Consigne de travail: Recopiez à l'identique le passage de l'article ci-dessous sur la visite de John Kerry à Alger, en commençant par « Le secrétaire d’État » et en allant jusqu'à « du 17 avril. » inclus.

··· Document source

Le secrétaire d’État américain John Kerry a mené jeudi à Alger une
visite axée sur la lutte antiterroriste, mais critiquée par des journaux
qui y ont vu, en pleine campagne électorale, un soutien tacite au
président Abdelaziz Bouteflika. John Kerry est parti en fin de journée
pour le Maroc. "Nous attendons des élections transparentes et conformes
aux standards internationaux", a déclaré John Kerry lors d’une
conférence de presse conjointe avec son homologue Ramtane Lamamra, à
propos du scrutin du 17 avril.
"Les USA travailleront avec le président que le peuple algérien
choisira, pour dessiner l’avenir que l’Algérie et ses voisins méritent",
a-t-il ajouté, en évoquant "un avenir où les citoyens peuvent exercer
librement leurs droits civiques, politiques et humains". En tenant ces
propos, John Kerry semblait répondre indirectement aux inquiétudes d’une
partie de la presse, mais aussi de l’opposition, se demandant si cette
visite, à deux semaines de la présidentielle, ne constituait pas un
soutien à Abdelaziz Bouteflika, qui a reçu le diplomate américain.
Le président algérien, âgé de 77 ans dont 15 passés au pouvoir, brigue
un quatrième mandat malgré ses problèmes de santé. En réponse aux
interrogations, Ramtane Lamamra a assuré que les visites de John Kerry,
mais aussi de l’émir du Qatar, cheikh Tamim Ben Hamad al-Thani,
également arrivé à Alger mercredi, étaient "indépendantes" du calendrier
électoral. La visite de John Kerry était initialement prévue fin 2013,
mais le diplomate américain l’avait reportée pour participer à Genève à
des négociations sur le nucléaire iranien.
"Acte délibéré ou hasard du calendrier, difficile de croire que la
visite de John Kerry à Alger n’a aucune portée politique", notait jeudi
Le Quotidien d’Oran. "La nature même de l’hôte de l’Algérie ne peut
laisser indifférent puisque les États-Unis d’Amérique ont leur mot à
dire concernant notre cuisine interne, n’en déplaise aux patriotes de
dernière minute". "Que vient faire Kerry en Algérie ?" se demandait dès
mercredi le quotidien El Watan. Cette visite "ressemble à une maladresse
diplomatique ou peut-être même à une erreur tactique d’appréciation",
jugeait le journal.
En dehors de la polémique sur la date de la visite, les deux pays se
sont engagés à lutter ensemble contre le "terrorisme" qui a entraîné
l’Algérie dans une décennie noire avec environ 200 000 morts dans les
années 1990. "L’Algérie, qui a payé un lourd tribut au terrorisme, ne
pliera jamais devant ce fléau (...). Le terrorisme ne connaît pas de
frontière, est sans foi ni loi, et vise toutes les nations", a affirmé
Ramtane Lamamra.

······
··· Données fournies

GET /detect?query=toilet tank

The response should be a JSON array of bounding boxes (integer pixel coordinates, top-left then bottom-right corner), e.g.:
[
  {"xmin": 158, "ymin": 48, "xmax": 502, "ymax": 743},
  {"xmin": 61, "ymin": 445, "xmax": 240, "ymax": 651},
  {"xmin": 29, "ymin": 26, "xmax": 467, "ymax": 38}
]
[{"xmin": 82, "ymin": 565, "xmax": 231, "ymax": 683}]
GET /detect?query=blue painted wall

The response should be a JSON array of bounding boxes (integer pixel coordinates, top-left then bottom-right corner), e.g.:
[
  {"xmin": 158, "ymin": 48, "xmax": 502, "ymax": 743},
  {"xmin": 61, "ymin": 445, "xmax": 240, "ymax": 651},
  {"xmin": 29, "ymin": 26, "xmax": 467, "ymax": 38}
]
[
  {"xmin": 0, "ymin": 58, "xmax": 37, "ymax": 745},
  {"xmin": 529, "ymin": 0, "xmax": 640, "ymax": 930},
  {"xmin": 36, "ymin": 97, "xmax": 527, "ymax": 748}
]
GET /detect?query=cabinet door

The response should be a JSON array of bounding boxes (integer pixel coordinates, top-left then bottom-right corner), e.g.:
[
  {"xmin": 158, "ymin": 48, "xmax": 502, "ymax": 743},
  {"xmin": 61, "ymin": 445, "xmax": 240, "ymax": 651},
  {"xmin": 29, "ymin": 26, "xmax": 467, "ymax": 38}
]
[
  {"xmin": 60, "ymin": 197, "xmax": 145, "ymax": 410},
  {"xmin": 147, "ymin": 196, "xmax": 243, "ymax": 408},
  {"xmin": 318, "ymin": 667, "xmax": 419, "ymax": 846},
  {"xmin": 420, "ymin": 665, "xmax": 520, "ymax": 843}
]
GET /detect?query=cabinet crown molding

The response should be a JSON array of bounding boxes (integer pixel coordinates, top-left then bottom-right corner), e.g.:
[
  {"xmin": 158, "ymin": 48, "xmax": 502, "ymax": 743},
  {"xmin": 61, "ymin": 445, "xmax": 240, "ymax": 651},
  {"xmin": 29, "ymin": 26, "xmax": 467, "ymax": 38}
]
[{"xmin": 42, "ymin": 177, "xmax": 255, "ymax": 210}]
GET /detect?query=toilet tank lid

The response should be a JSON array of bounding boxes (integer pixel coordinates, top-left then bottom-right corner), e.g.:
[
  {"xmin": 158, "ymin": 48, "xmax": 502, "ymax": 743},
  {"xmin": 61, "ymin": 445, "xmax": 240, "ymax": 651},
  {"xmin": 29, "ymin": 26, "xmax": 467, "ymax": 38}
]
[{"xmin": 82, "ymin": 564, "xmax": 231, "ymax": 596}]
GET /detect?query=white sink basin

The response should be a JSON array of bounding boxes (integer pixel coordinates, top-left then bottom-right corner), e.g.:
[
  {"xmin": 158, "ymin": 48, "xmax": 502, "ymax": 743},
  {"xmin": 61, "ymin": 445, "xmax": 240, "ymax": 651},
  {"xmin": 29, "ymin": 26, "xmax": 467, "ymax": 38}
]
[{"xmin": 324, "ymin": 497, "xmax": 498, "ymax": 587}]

······
··· Données fournies

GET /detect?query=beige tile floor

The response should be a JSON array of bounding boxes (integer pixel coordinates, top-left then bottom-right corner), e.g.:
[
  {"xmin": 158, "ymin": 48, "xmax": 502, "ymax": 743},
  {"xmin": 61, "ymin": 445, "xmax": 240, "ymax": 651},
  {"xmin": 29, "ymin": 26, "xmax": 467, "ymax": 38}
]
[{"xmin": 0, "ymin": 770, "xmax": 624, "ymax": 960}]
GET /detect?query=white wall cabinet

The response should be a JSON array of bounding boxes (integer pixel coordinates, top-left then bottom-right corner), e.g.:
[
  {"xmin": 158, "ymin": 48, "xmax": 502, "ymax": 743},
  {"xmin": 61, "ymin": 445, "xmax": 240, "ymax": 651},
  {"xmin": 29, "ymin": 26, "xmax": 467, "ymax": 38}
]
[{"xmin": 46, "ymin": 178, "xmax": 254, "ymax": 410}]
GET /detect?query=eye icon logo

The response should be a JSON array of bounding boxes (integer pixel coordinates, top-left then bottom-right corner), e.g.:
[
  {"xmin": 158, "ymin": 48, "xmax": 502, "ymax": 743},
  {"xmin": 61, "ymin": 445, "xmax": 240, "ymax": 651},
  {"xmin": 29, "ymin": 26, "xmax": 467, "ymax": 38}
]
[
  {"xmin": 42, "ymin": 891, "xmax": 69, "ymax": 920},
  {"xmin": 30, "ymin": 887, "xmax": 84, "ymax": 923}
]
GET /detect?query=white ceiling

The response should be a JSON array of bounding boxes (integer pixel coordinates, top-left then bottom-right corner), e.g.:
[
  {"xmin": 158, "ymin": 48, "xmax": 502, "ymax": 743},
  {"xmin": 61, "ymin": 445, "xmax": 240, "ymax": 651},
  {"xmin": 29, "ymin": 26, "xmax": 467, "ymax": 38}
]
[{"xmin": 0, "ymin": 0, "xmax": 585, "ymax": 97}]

······
··· Données fournies

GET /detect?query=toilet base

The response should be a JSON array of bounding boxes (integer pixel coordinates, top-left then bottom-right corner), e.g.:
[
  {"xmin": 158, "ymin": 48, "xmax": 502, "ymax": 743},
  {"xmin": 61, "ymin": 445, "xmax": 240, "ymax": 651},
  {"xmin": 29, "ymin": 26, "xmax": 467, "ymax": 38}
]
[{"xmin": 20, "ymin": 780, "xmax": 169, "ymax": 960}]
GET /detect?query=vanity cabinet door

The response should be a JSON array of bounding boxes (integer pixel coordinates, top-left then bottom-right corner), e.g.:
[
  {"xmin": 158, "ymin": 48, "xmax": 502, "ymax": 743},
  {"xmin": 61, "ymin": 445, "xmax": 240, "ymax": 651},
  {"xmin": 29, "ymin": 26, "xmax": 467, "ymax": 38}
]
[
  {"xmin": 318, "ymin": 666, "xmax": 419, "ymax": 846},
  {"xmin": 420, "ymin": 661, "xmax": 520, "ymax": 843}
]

······

Exercice corrigé:
Le secrétaire d’État américain John Kerry a mené jeudi à Alger une
visite axée sur la lutte antiterroriste, mais critiquée par des journaux
qui y ont vu, en pleine campagne électorale, un soutien tacite au
président Abdelaziz Bouteflika. John Kerry est parti en fin de journée
pour le Maroc. "Nous attendons des élections transparentes et conformes
aux standards internationaux", a déclaré John Kerry lors d’une
conférence de presse conjointe avec son homologue Ramtane Lamamra, à
propos du scrutin du 17 avril.